● **Goal of the exercise**
Please copy the stretch of records from the line containing "locate the police van in the photo above" through the end of the records below, reproducing every line without any change.

● **Recorded information**
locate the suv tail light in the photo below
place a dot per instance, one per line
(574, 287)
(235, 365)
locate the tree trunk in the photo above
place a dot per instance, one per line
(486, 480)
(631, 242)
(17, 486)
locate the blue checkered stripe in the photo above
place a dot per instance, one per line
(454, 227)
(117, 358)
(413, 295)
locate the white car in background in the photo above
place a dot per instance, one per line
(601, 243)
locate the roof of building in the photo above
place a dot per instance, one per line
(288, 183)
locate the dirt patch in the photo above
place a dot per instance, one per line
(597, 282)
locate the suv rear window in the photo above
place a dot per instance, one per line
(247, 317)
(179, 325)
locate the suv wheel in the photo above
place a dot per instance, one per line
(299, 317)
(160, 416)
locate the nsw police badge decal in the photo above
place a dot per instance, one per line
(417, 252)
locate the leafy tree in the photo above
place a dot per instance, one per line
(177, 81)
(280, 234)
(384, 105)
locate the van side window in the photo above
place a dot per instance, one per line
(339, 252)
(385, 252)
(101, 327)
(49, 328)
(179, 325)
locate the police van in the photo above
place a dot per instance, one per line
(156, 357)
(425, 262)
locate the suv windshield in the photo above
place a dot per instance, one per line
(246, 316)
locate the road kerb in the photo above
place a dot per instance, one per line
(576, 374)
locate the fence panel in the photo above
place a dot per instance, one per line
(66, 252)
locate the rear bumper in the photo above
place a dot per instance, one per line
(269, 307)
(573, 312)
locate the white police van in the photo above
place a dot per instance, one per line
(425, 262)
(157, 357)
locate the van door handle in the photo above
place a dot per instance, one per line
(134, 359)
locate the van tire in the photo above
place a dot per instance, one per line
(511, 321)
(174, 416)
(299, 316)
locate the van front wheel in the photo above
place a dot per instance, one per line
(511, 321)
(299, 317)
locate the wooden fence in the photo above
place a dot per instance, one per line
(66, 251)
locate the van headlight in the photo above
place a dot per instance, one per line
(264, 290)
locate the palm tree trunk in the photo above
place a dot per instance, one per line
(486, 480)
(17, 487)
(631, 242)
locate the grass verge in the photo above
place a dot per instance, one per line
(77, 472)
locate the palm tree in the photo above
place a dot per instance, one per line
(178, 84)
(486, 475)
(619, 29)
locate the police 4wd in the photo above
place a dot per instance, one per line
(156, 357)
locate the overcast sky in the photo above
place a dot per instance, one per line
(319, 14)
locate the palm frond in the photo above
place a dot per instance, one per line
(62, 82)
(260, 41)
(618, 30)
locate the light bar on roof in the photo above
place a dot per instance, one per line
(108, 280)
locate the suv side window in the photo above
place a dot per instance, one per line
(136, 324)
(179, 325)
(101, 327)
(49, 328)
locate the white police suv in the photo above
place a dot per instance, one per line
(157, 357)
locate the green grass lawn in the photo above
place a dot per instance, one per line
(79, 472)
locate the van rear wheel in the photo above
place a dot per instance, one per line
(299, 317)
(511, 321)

● **Full solution**
locate the police van in the photo above
place a dot per instance, one per line
(156, 357)
(425, 262)
locate the suv windshield in the photo above
place a dot per instance, one per line
(246, 316)
locate the road kerb in the photo above
place a dot per instance, one per line
(576, 374)
locate the fence panel in the photo above
place a dot per instance, one per line
(66, 252)
locate the rear bumper in the photo above
place a dot per instance, one per line
(269, 307)
(573, 312)
locate the white police van in the photo above
place a dot per instance, one per line
(425, 262)
(157, 357)
locate the van door handle in the photo above
place a dot per instance, one per line
(134, 359)
locate the van tire in the photo above
place a dot per instance, one per line
(511, 321)
(174, 416)
(299, 316)
locate the van front wheel in the photo above
place a dot per instance, one per line
(511, 321)
(299, 317)
locate the wooden fence in the photo above
place a dot per instance, one per line
(66, 251)
locate the van headlight in the photo above
place a dot per instance, one per line
(264, 290)
locate the palm tree trunk in the photo above
place a dot per instance, one per line
(486, 480)
(17, 487)
(631, 242)
locate the grass verge in the photo above
place a dot per instance, one per line
(77, 472)
locate the palm tree in the photo above
place a dot per instance, one per line
(178, 84)
(486, 475)
(619, 29)
locate the police 4wd in the photo above
place a dot per instance, one per line
(156, 357)
locate the overcast sky in the photo above
place a dot per instance, one per line
(319, 14)
locate the palm frond in the photo above
place a dot per instance, one per line
(62, 82)
(260, 41)
(618, 30)
locate the light bar on roof in the photo above
place a dot per instance, one per line
(108, 280)
locate the suv side window in the photo above
place a dot per instance, one per line
(136, 324)
(179, 325)
(101, 327)
(49, 328)
locate the white police suv in the photo above
place a dot per instance, one per line
(157, 357)
locate the green grass lawn in the photo above
place a dot per instance, one per line
(79, 472)
locate the van rear wheel in the photo above
place a dot per instance, one per line
(299, 317)
(511, 321)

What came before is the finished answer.